## RECORDS FOR THIS TASK:
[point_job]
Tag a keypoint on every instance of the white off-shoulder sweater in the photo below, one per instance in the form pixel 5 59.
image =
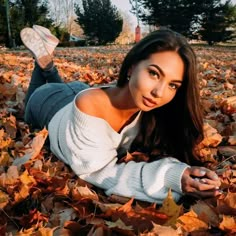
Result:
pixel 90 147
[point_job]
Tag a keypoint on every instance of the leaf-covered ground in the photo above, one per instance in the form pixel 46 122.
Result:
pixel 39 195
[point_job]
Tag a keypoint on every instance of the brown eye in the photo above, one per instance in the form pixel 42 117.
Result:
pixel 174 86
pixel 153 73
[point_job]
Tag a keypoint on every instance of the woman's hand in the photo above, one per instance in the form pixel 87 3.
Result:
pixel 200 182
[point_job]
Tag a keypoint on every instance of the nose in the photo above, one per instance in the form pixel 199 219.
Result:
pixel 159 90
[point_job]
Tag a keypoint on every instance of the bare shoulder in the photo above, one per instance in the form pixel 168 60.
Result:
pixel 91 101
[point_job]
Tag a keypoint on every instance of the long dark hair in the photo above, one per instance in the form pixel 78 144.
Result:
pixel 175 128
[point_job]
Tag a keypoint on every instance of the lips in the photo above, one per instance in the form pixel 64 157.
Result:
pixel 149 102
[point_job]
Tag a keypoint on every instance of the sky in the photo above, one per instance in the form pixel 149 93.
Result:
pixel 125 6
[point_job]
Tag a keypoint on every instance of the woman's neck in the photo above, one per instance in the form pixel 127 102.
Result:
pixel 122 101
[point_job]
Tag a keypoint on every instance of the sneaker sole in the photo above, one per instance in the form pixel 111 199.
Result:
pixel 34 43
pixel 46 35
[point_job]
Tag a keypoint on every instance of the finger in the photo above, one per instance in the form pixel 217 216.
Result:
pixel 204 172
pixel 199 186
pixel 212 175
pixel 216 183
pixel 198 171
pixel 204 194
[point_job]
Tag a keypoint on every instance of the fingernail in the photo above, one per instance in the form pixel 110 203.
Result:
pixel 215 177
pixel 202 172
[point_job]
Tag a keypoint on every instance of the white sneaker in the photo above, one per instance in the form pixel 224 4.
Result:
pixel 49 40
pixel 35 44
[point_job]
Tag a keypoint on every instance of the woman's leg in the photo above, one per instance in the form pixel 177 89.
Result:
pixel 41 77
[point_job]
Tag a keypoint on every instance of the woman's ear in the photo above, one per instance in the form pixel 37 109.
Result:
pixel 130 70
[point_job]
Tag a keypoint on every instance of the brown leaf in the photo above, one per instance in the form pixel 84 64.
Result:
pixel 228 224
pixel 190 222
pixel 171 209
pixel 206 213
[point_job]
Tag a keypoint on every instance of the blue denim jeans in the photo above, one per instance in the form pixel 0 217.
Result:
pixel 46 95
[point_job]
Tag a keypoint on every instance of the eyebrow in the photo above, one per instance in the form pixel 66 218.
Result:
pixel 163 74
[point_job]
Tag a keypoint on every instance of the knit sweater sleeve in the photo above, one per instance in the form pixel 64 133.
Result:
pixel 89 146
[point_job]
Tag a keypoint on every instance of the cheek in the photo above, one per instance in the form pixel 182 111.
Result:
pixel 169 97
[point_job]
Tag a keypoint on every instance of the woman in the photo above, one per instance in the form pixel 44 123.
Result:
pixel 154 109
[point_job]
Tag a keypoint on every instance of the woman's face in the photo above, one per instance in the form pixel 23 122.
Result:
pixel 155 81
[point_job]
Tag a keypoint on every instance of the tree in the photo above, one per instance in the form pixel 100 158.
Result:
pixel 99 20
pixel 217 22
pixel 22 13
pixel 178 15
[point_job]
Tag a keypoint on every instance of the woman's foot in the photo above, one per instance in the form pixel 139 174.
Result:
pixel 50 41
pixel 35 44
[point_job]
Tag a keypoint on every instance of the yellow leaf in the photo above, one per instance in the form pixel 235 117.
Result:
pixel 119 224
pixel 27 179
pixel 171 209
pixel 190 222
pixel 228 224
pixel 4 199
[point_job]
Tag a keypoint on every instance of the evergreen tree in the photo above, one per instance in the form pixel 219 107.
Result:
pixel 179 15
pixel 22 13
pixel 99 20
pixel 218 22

## TASK DIRECTIONS:
Would you give the records again exactly, dropping the pictures?

## PROBLEM SOLUTION:
[point_job]
Tag a keypoint on every instance of the white off-shoulder sweater in the photo below, one per instance in the form pixel 5 59.
image =
Result:
pixel 90 147
[point_job]
Tag a keypoint on every instance of the leaf-covered ground in the photo above, one per instance in the form pixel 46 122.
Result:
pixel 39 195
[point_job]
Tag a keypoint on every instance of the brown eye in the photo above, one per instance in the form pixel 42 117.
Result:
pixel 174 86
pixel 153 73
[point_job]
Tag a keypoint on every instance of the woman's hand in the photo above, one per instance in the form pixel 87 3.
Result:
pixel 200 182
[point_job]
Tag a keypoint on every instance of the nose in the photo above, one per instance in the form pixel 199 219.
Result:
pixel 159 90
[point_job]
Tag a keypoint on every instance of the bare shoulder in the photo above, one per instance in the form pixel 168 60.
Result:
pixel 91 101
[point_job]
Tag a keypoint on every instance of the long dark hair in the photo above, one per instance in the form pixel 78 144.
Result:
pixel 175 128
[point_job]
Tag a keypoint on every instance of the lips in the photo above, one per instance in the form pixel 64 157.
Result:
pixel 149 102
[point_job]
Tag a keypoint on every instance of the sky in the photo above, one per instance in the form pixel 149 93.
Result:
pixel 125 6
[point_job]
Tag a keypoint on every instance of the woman's neck in the photo above, one per instance in the form pixel 127 102.
Result:
pixel 122 101
[point_job]
Tag a keypoint on every instance of the sneaker sole in the photo above, one per instance in the form pixel 111 199.
Result:
pixel 34 43
pixel 46 35
[point_job]
Tag a keypoint on every instance of the finger in the photo above, one per instance in the form pixel 217 216.
Result:
pixel 204 172
pixel 199 186
pixel 212 175
pixel 216 183
pixel 198 171
pixel 204 194
[point_job]
Tag a keypoint on every instance of the fingernail in the photo above, one per instance in the form pixel 110 203.
Result:
pixel 215 177
pixel 202 172
[point_job]
Tag a keypoint on every instance of the white sneaker in the photo above, one per instance in the form pixel 224 4.
Result:
pixel 49 40
pixel 35 44
[point_job]
Tag a keypoint on every instance of the woman's leg in the photo above, one per instance in the form pixel 177 89.
Result:
pixel 41 77
[point_job]
Tag a keypoint on every instance of the woman's ear in the photo above, one per instance in the form pixel 37 109.
Result:
pixel 130 70
[point_job]
Tag a keypoint on every instance of the brown leaf in the photo above, one per instance in the form pixel 84 64.
Result:
pixel 228 224
pixel 190 222
pixel 171 209
pixel 206 213
[point_job]
Tag a keypoint on every instance of the blue denim jeans in the photo above, one per instance in the form pixel 0 217.
Result:
pixel 46 95
[point_job]
Tag a keypoint on every instance of the eyebrow in the photo above, one per instance in the form pixel 66 218.
Result:
pixel 163 74
[point_job]
Tag a keypoint on every instance of the knit sweater sleeve in the photo above, one per instance in the form pixel 64 133.
Result:
pixel 89 146
[point_job]
Tag a keypoint on every instance of the cheek in the photo above, one per instance in the form pixel 182 111.
Result:
pixel 169 97
[point_job]
Tag a keypoint on every instance of the woman in the photo above, one per instance in the form pixel 44 123.
Result:
pixel 154 109
[point_job]
Tag a keypoint on every instance of the woman's face in the photo above, one per instance in the form pixel 23 122.
Result:
pixel 155 81
[point_job]
Tag a keypoint on every instance of the tree in the photo above, one per instance in the form pixel 100 158.
Result:
pixel 99 20
pixel 217 22
pixel 22 13
pixel 178 15
[point_job]
Tag a keypoint on every instance of the woman's foot in the photo above, one per instance in the form pixel 139 174.
Result:
pixel 50 41
pixel 35 44
[point_job]
Tag a keypoint on every instance of the yellow leaf in the photo above, one per instance in the form pixel 235 117.
Result:
pixel 119 224
pixel 27 179
pixel 171 209
pixel 190 222
pixel 228 224
pixel 4 199
[point_job]
Tag a keypoint on every instance of the evergreen tree in the photo above, one per instance in the form pixel 219 107.
Result:
pixel 179 15
pixel 22 13
pixel 99 20
pixel 218 22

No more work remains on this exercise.